The problem with InterpolationOrder  is going to be fixed in the next
release. Thanks for pointing out this oversight and we appreciate
reporting this issue to the Tech Support team.

With respect to what is the use of this function, consider the problem
of having an arbitrary sequence of 2d points that you know are part of
a connected curve, and you want to reconstruct the curve.

One solution is given by FindShortestTour[], try this:

pts = Table[{x = RandomReal[{0, 6 Pi}]; r = x/(2 Pi); r Sin[x],
    r Cos[x]}, {200}];

FindShortestTour[pts]; // Timing

On my system this takes around 7 sec. The shortest tour problem is an
NP problem, if you have time try the previous example with 1000 pts.
So, in general the problem of reconstructing a curve using a shortest
tour approach will be very expensive for large number of samples.

If you are in a situation where you can accept an approximation to the
curve and allow for possible gaps, then you should consider
FindCurvePath[], try:

FindCurvePath[pts]; // Timing

on my system this takes 0.032s for 200 pts and 0.36sec for 1000 pts.

_ _ _ _

* **WORK REQUIRED**
Reproduce the text above about FindShortestTour and FindCurvePath in full, word for word, with its code lines unchanged.

_ _ _ _

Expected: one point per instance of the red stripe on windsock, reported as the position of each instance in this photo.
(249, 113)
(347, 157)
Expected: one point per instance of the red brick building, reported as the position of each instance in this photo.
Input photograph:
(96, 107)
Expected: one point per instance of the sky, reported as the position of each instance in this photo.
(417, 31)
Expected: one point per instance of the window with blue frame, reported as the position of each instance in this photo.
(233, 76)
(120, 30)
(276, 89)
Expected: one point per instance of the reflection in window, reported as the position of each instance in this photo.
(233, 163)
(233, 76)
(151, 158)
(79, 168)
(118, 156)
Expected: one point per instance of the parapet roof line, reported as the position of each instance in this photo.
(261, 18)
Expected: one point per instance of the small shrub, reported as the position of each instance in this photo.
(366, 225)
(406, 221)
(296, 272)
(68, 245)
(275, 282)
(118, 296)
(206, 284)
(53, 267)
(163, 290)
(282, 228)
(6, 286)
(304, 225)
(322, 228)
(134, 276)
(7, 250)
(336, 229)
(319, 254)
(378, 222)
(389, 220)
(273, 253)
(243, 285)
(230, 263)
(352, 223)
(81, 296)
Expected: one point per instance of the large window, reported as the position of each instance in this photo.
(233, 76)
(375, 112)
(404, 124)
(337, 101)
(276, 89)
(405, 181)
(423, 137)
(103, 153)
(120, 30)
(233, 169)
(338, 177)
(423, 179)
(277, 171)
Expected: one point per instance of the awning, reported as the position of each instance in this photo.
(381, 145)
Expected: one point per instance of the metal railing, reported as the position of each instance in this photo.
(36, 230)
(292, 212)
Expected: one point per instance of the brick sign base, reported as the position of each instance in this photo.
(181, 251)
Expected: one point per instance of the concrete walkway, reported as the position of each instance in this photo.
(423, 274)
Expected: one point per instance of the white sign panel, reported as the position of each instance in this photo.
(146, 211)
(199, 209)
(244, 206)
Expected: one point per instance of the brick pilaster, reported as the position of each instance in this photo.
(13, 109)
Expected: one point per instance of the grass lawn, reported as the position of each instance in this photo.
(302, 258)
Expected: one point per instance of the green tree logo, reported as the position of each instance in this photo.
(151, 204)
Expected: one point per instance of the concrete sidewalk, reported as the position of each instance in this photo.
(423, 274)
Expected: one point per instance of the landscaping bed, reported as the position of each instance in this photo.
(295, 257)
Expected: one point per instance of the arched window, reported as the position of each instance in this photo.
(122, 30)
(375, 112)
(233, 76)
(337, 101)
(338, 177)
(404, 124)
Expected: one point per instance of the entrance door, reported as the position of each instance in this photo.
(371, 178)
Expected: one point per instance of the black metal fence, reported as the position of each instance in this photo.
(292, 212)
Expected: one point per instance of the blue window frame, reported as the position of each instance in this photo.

_ _ _ _

* **CORRECT OUTPUT**
The problem with InterpolationOrder  is going to be fixed in the next
release. Thanks for pointing out this oversight and we appreciate
reporting this issue to the Tech Support team.

With respect to what is the use of this function, consider the problem
of having an arbitrary sequence of 2d points that you know are part of
a connected curve, and you want to reconstruct the curve.

One solution is given by FindShortestTour[], try this:

pts = Table[{x = RandomReal[{0, 6 Pi}]; r = x/(2 Pi); r Sin[x],
    r Cos[x]}, {200}];

FindShortestTour[pts]; // Timing

On my system this takes around 7 sec. The shortest tour problem is an
NP problem, if you have time try the previous example with 1000 pts.
So, in general the problem of reconstructing a curve using a shortest
tour approach will be very expensive for large number of samples.

If you are in a situation where you can accept an approximation to the
curve and allow for possible gaps, then you should consider
FindCurvePath[], try:

FindCurvePath[pts]; // Timing

on my system this takes 0.032s for 200 pts and 0.36sec for 1000 pts.